# [What you have to do]
Put each of the records below into a numbered list, omitting any blank lines.

_ _ _ _

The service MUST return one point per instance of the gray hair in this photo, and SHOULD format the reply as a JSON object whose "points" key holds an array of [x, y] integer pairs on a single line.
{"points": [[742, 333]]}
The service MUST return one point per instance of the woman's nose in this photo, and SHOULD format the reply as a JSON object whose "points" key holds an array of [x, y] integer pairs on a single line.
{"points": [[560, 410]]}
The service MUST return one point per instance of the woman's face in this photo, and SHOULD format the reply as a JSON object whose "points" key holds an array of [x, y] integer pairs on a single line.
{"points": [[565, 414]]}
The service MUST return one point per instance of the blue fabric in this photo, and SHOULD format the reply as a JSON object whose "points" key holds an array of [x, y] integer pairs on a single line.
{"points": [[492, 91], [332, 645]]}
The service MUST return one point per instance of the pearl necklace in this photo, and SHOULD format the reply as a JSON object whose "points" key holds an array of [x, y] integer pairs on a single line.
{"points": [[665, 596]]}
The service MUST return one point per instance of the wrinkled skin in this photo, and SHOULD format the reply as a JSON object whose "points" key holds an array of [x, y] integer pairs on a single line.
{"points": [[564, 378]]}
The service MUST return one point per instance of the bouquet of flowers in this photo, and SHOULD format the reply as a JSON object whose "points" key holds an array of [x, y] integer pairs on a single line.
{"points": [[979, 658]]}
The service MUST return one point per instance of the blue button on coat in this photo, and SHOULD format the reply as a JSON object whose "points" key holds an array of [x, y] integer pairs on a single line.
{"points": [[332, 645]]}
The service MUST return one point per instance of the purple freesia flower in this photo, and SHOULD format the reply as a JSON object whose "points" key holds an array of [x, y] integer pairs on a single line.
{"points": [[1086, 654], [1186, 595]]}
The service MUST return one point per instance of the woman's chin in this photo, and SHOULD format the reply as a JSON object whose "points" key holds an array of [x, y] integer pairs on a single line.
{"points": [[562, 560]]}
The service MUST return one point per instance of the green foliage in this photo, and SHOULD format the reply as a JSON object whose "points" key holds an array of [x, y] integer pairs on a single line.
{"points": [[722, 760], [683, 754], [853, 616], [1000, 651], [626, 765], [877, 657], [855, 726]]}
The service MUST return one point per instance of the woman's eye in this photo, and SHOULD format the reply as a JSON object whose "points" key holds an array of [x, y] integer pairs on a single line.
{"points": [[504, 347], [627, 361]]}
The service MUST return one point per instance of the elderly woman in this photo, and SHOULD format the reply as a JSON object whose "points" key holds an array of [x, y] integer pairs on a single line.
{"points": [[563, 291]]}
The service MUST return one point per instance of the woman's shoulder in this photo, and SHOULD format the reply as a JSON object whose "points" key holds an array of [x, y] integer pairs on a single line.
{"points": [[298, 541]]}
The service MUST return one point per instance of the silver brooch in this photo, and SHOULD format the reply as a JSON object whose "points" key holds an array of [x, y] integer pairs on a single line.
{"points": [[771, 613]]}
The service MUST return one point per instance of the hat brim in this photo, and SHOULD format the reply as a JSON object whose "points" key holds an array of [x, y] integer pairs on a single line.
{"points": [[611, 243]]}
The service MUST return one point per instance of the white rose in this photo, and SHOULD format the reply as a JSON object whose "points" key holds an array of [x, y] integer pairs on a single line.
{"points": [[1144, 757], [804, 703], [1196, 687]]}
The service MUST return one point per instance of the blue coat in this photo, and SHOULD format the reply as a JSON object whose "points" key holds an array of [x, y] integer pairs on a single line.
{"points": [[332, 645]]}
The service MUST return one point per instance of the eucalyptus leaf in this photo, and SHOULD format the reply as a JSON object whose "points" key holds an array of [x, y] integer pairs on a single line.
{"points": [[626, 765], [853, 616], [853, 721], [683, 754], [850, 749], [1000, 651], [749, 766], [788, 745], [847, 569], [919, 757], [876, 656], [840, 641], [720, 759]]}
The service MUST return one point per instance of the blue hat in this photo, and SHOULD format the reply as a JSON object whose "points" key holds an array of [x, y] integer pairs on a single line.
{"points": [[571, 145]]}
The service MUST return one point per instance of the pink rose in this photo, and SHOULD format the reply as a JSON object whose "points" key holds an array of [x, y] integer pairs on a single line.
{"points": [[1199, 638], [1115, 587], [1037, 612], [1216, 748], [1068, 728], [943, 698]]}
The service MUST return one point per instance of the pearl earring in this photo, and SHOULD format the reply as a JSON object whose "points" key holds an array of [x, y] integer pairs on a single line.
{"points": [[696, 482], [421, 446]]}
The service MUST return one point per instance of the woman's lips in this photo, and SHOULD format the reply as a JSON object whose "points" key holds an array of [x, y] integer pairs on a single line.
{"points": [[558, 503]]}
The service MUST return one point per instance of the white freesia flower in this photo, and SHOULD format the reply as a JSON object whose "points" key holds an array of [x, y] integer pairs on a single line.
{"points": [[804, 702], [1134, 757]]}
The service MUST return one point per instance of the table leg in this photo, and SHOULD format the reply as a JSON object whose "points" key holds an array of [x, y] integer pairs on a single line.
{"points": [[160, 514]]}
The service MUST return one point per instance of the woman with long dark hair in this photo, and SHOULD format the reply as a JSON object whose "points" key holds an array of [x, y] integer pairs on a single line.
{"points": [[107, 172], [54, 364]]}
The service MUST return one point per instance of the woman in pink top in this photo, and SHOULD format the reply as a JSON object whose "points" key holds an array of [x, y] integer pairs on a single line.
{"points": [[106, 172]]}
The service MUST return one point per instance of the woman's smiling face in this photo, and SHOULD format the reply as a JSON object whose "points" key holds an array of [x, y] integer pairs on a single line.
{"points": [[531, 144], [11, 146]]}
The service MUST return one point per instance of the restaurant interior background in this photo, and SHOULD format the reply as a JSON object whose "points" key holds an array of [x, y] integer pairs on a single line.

_ _ _ _

# [Full solution]
1. The service MUST return one point per instance of the gray hair in this photo, and SHOULD format the reply as a JSON object whose "points" key holds an array of [x, y] integer pairs on a single line.
2. {"points": [[742, 333]]}
3. The service MUST return one point per instance of the woman's nose in this photo, and SHOULD format the reply as a JSON object whose "points" key holds an array of [x, y] integer pairs on a single line.
4. {"points": [[560, 410]]}
5. The service MUST return one point per instance of the woman's face in this photo, and SHOULD format the reply as a JSON object whose "points" key holds an array of [x, y] integer pairs on a single line.
6. {"points": [[565, 414]]}
7. The service MUST return one point per instance of the blue fabric in this photo, and SHOULD format the reply as a JSON object whose "points" key holds an array of [x, y] integer pairs on a single line.
8. {"points": [[492, 91], [332, 645]]}
9. The service MUST return one point per instance of the pearl necklace in this photo, and SHOULD format the reply as a JSON object whose "points" key holds an array of [x, y] integer pairs on a single line.
10. {"points": [[665, 596]]}
11. The service MUST return one point per instance of the wrinkled skin in this photo, and SHOULD format the reply as a JSON object whose "points" key holds an array of [x, y] integer pairs on a single line.
12. {"points": [[564, 378]]}
13. The service MUST return one point per instance of the bouquet of flowers in this photo, and SHOULD format the reply as a JSON object whose "points" key holds an array of [x, y] integer pairs on a single line.
14. {"points": [[979, 658]]}
15. The service MUST return one point per instance of the blue button on coat in this photo, and SHOULD format the reply as a JSON object whose "points" key holds an array of [x, y] integer pairs on a single line.
16. {"points": [[332, 645]]}
17. The service MUST return one point per instance of the purple freesia flower in this photo, and SHOULD format the reply as a JSON object whose "points" key holds an array of [x, y] integer pairs on a single line.
18. {"points": [[1086, 654], [1186, 595]]}
19. The service MUST return one point per instance of the woman's chin in this photo, and SHOULD format the reply as a JSON object whose "points" key holds an array of [x, y] integer pairs on a single line.
20. {"points": [[562, 560]]}
21. The service MUST return one point per instance of the green foliage in this photo, and SHOULD format the reply as a JSON object whose "points" key holds an array of [x, y] integer pairs on a single line.
22. {"points": [[722, 760], [683, 754], [853, 616], [1000, 651], [626, 765], [877, 657], [855, 726]]}
23. The service MUST return one point per instance of the woman's eye in this photo, and SHOULD format the reply as a JSON object whose "points" key holds an array of [x, y] integer pairs on a single line.
24. {"points": [[504, 347], [627, 361]]}
25. The service MUST return one point per instance of the elderly woman in this photo, and SHOULD format the reply as a JSON object whose "points" key holds an array of [x, y] integer pairs on a single line.
26. {"points": [[563, 291]]}
27. The service MUST return one point per instance of the woman's shoulder in this photo, and SHOULD format the reply as a JSON object whose "points" key holds an array of [x, y] integer pairs on a single line.
28. {"points": [[298, 541]]}
29. The service MUST return one point per instance of the silver brooch in this photo, and SHOULD format the reply as a JSON object whose "points" key holds an array of [x, y] integer pairs on a single line.
30. {"points": [[771, 613]]}
31. The service MUST return one point per instance of the hat brim in this photo, and SHOULD format the reply as a JSON object whose "points" key holds an array of [x, y] integer pairs on a single line.
32. {"points": [[611, 243]]}
33. The service MUST return one point per instance of the white rose in this photo, and SHOULD format the reply as a JSON object whose "points" key holds an array of [x, y] integer pairs on a single line.
34. {"points": [[1144, 757], [804, 703], [1196, 687]]}
35. The service MUST return one point per instance of the blue coat in this photo, and SHOULD format the reply as a JSON object whose "points" key holds an array of [x, y] integer pairs on a single line.
36. {"points": [[332, 645]]}
37. The service MUST return one point per instance of the eucalyptus leaf in this photo, and SHOULD format the reply as a JSON object whose "points" key holds an array of [x, y] integer pairs on a single line.
38. {"points": [[626, 765], [853, 616], [853, 721], [683, 754], [850, 749], [1000, 651], [749, 766], [788, 745], [847, 569], [919, 757], [876, 656], [840, 641], [720, 759]]}
39. The service MUST return one point per instance of the blue hat in this photo, and SHOULD format the reply as a JSON object whose "points" key holds an array of [x, y] integer pairs on a single line.
40. {"points": [[571, 145]]}
41. The service MUST return one point per instance of the pink rose in this photo, and SHOULD format the reply as a JSON object whose "points" key holds an array of [x, y] integer pairs on a single line.
42. {"points": [[1199, 638], [1115, 587], [1037, 612], [1216, 748], [1068, 728], [943, 698]]}
43. The service MUST return one point per instance of the pearl earring in this photo, and SHOULD format the reply as a JSON object whose "points" key holds an array of [x, y] integer pairs on a single line.
44. {"points": [[696, 482], [421, 446]]}
45. The service MUST return one point per instance of the woman's lips in this photo, and SHOULD format the reply as a JSON object whose "points" key holds an array of [x, y] integer pairs on a single line.
46. {"points": [[558, 503]]}
47. The service MUST return one point per instance of the white freesia flower in this photo, and SHOULD format the reply as a JSON object whose "points" key holds an array of [x, y] integer pairs on a single line.
48. {"points": [[804, 702], [1134, 757]]}
49. The service MUST return one point per instance of the table leg in this photo, and SHOULD format the reply as a JSON object whose "points" key holds an array of [x, y] integer pairs on a single line.
50. {"points": [[160, 514]]}
51. The service MUST return one point per instance of the woman with long dark hair in this photo, and SHOULD format the reply as a JSON object whose "points" key holds an array of [x, y] integer pairs on a single line.
52. {"points": [[107, 172], [54, 364]]}
53. The service MUST return one point per instance of the woman in pink top in this photo, and SHOULD format the reply as a JSON object whose "points" key holds an array of [x, y] integer pairs on a single line.
54. {"points": [[106, 172]]}
55. The service MUST return one point per instance of the woman's smiling face in this photo, and SHOULD format the reply as a JSON object whose "points" key holds an array of [x, y] integer pairs on a single line.
56. {"points": [[531, 144], [11, 146]]}
57. The service MUST return one point per instance of the restaurant interior background in this photo, and SHOULD format the reply as a JSON object whose "points" key holds an array of [x, y] integer pairs on a single line.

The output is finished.